Assigned task » Extract the records below word for word and ignore the images.

[Stored data entries]
_ _ _

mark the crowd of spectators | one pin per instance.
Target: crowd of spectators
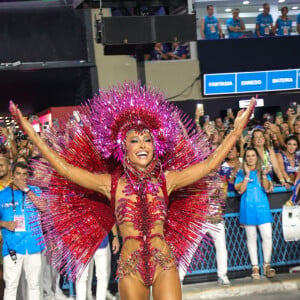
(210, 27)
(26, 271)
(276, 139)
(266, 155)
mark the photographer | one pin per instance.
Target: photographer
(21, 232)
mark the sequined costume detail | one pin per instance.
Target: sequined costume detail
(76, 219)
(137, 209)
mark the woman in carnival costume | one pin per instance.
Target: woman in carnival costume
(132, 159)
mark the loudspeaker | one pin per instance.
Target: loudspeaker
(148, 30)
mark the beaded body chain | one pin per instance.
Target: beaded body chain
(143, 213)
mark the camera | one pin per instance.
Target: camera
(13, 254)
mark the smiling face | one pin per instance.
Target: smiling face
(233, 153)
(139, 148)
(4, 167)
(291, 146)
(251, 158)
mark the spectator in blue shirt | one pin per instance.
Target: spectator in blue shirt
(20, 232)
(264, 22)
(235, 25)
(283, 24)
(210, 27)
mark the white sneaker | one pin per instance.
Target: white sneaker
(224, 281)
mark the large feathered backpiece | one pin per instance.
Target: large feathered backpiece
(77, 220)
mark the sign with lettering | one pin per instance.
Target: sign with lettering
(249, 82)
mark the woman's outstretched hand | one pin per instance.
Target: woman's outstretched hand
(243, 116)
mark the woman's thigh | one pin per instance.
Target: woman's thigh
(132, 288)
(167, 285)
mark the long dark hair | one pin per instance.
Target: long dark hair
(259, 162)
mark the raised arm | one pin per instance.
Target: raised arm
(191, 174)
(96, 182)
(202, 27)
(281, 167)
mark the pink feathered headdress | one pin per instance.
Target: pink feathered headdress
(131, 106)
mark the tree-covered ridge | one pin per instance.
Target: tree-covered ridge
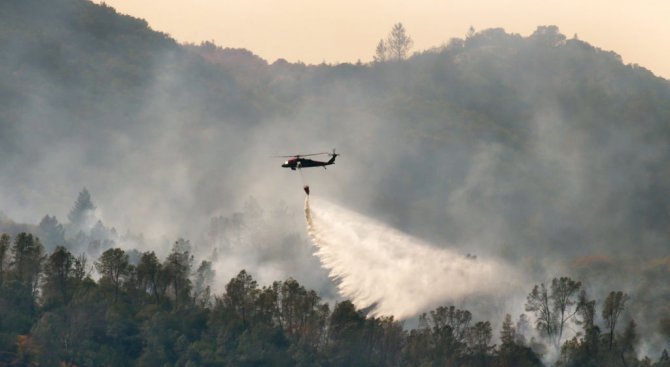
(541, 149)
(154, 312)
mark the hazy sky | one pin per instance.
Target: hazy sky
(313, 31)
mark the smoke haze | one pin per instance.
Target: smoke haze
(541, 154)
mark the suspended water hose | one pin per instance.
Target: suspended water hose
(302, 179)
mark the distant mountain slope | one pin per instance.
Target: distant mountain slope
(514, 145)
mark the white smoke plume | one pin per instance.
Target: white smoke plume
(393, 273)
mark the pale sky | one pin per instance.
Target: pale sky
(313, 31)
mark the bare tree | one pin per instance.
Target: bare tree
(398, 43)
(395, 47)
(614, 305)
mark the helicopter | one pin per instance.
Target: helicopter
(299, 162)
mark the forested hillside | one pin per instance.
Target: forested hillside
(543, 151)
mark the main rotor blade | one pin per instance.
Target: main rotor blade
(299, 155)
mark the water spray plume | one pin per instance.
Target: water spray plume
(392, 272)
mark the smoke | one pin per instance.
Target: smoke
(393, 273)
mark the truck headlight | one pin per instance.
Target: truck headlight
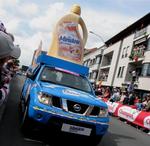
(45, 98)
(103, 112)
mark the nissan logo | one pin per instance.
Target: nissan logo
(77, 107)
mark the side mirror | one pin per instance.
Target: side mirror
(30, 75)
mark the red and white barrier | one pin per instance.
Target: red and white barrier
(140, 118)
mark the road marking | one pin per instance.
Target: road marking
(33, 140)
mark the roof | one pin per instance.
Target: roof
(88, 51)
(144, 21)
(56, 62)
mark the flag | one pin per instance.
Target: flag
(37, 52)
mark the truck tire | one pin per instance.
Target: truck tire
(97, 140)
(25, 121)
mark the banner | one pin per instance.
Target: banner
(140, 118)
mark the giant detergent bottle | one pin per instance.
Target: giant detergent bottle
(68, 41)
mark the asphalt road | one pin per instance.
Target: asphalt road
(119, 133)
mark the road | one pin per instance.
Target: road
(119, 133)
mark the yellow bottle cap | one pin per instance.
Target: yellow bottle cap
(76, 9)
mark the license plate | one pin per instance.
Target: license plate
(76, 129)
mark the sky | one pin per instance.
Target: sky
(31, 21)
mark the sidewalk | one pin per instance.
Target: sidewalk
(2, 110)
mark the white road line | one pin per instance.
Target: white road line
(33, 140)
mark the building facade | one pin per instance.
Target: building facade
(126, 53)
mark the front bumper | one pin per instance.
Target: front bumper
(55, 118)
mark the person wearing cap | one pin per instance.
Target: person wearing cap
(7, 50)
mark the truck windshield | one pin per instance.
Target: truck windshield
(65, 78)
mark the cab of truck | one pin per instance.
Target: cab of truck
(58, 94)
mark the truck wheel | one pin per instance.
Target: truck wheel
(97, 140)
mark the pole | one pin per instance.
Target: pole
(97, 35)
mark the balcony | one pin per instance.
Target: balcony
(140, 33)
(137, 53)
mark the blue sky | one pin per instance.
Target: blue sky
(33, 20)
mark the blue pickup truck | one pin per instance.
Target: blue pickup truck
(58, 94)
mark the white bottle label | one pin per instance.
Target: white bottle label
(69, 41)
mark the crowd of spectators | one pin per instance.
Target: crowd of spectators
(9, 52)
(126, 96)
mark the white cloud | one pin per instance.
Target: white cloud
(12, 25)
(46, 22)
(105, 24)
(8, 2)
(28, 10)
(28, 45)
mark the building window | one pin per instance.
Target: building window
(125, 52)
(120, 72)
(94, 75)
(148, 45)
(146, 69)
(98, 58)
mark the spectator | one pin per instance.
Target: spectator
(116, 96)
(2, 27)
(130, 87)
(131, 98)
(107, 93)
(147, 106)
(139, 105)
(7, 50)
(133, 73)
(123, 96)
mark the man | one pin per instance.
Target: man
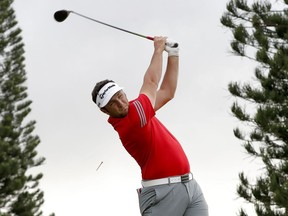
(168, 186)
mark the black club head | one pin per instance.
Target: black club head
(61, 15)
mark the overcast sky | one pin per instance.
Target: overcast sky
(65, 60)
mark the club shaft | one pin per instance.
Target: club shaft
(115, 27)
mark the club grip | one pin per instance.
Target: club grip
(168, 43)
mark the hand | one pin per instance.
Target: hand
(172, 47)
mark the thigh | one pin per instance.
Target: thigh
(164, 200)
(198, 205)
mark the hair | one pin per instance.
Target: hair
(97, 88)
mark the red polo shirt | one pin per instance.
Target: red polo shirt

_ _ _

Response below »
mark the crowd of spectators | one pin per instance.
Target: crowd of spectators
(210, 27)
(26, 271)
(276, 139)
(266, 155)
mark the photographer | one pin per instance.
Target: photographer
(21, 232)
mark the sequined costume detail | one pin per instance.
Target: sequined costume detail
(76, 219)
(137, 209)
mark the woman in carnival costume | one pin per instance.
Target: woman in carnival costume
(132, 159)
mark the loudspeaker | one pin per instance.
Target: loudspeaker
(148, 30)
mark the beaded body chain | one pin per instance.
Target: beaded body chain
(143, 213)
mark the camera | one pin per instance.
Target: camera
(13, 254)
mark the smiling face | one pin per instance.
Target: smiling face
(233, 153)
(139, 148)
(4, 167)
(291, 146)
(251, 158)
mark the spectator in blue shirt | one pin per instance.
Target: spectator in blue shirt
(20, 232)
(264, 22)
(235, 25)
(283, 24)
(210, 27)
mark the white sneaker | one pin per instance.
Target: white sneaker
(224, 281)
mark the large feathered backpiece | one pin per instance.
Target: large feathered backpiece
(77, 220)
mark the sign with lettering | one pin per instance.
Target: sign with lettering
(249, 82)
mark the woman's outstretched hand | one pin per instance.
Target: woman's outstretched hand
(243, 116)
mark the woman's thigh | one pin per instance.
Target: woman's thigh
(132, 288)
(167, 285)
mark the long dark hair | one pin per instance.
Target: long dark hair
(259, 162)
mark the raised arm | one pin per instance.
Target: raised arm
(191, 174)
(96, 182)
(202, 27)
(281, 167)
mark the pink feathered headdress | one pin per instance.
Target: pink feathered headdress
(131, 106)
mark the tree-covered ridge | one pin per instance.
Target: tree-covered ridge
(541, 149)
(154, 312)
mark the hazy sky | one pin per instance.
Target: hazy sky
(313, 31)
mark the smoke haze | one pin per instance.
Target: smoke haze
(541, 154)
mark the suspended water hose | one pin per instance.
Target: suspended water hose
(302, 179)
mark the distant mountain slope | one pin per instance.
Target: distant mountain slope
(514, 145)
mark the white smoke plume | one pin per instance.
Target: white smoke plume
(393, 273)
mark the pale sky | one pin per instance.
Target: pale sky
(313, 31)
mark the bare tree | one pin per instance.
Target: bare tree
(398, 43)
(395, 47)
(614, 305)
mark the helicopter | one pin per instance.
Target: helicopter
(299, 162)
mark the forested hillside | one pin per instance.
Target: forested hillside
(543, 151)
mark the main rotor blade | one pin per instance.
Target: main rotor blade
(299, 155)
mark the water spray plume | one pin per instance.
Target: water spray plume
(392, 272)
mark the smoke | one pin per instance.
Target: smoke
(393, 273)
mark the truck headlight | one pin per instance.
Target: truck headlight
(45, 98)
(103, 112)
mark the nissan logo | one pin per instance.
Target: nissan logo
(77, 107)
mark the side mirror | one pin per instance.
Target: side mirror
(30, 75)
mark the red and white barrier | one pin per instance.
Target: red and white barrier
(140, 118)
mark the road marking | one pin per instance.
Target: road marking
(33, 140)
mark the roof | one pin per instance.
Target: roof
(88, 51)
(144, 21)
(56, 62)
mark the flag | one pin per instance.
Target: flag
(37, 52)
mark the truck tire | one pin per instance.
Target: truck tire
(97, 140)
(25, 121)
mark the banner | one pin per instance.
Target: banner
(140, 118)
mark the giant detergent bottle | one pin per instance.
Target: giant detergent bottle
(68, 41)
mark the asphalt road | one pin per instance.
Target: asphalt road
(119, 133)
mark the road | one pin per instance.
Target: road
(119, 133)
mark the yellow bottle cap | one pin per instance.
Target: yellow bottle cap
(76, 9)
mark the license plate | one pin per instance.
Target: license plate
(76, 129)
mark the sky | one pin per instance.
Target: sky
(31, 21)
mark the sidewalk | one pin per instance.
Target: sidewalk
(2, 110)
mark the white road line | one pin per instance.
Target: white road line
(33, 140)
mark the building facade | one pin per instance.
Target: building facade
(126, 53)
mark the front bumper | one pin per instance.
Target: front bumper
(55, 118)
mark the person wearing cap | one pin per instance.
Target: person wearing cap
(7, 50)
mark the truck windshield | one pin per instance.
Target: truck windshield
(65, 78)
mark the cab of truck | one pin per instance.
Target: cab of truck
(58, 94)
mark the truck wheel | one pin per instance.
Target: truck wheel
(97, 140)
mark the pole | one pin per instance.
Target: pole
(97, 35)
mark the balcony | one pin per instance.
Target: balcony
(140, 33)
(137, 53)
mark the blue sky | one pin per instance.
Target: blue sky
(33, 20)
mark the blue pickup truck | one pin per instance.
Target: blue pickup truck
(58, 94)
mark the white bottle label | one pin per instance.
Target: white bottle label
(69, 41)
mark the crowd of spectators | one pin per instance.
Target: crowd of spectators
(9, 52)
(126, 96)
mark the white cloud | one pin per instance.
Target: white cloud
(12, 25)
(46, 22)
(105, 24)
(8, 2)
(28, 10)
(28, 45)
mark the building window | one pin per instance.
Target: building window
(125, 52)
(120, 72)
(94, 75)
(148, 45)
(146, 69)
(98, 58)
mark the spectator | one pin per instance.
Target: spectator
(116, 96)
(2, 27)
(130, 87)
(131, 98)
(107, 93)
(147, 106)
(139, 105)
(7, 50)
(133, 73)
(123, 96)
mark the man | one pin per instance.
Target: man
(168, 186)
mark the black club head | one pin per instance.
Target: black club head
(61, 15)
mark the overcast sky | one pin per instance.
Target: overcast sky
(65, 60)
mark the club shaft | one pin per instance.
Target: club shaft
(115, 27)
mark the club grip | one pin per instance.
Target: club grip
(168, 43)
mark the hand | one pin per instance.
Target: hand
(172, 47)
mark the thigh | one pin per instance.
Target: thigh
(164, 200)
(198, 205)
mark the hair | one pin per instance.
Target: hair
(97, 88)
mark the red polo shirt | one pin per instance.
Target: red polo shirt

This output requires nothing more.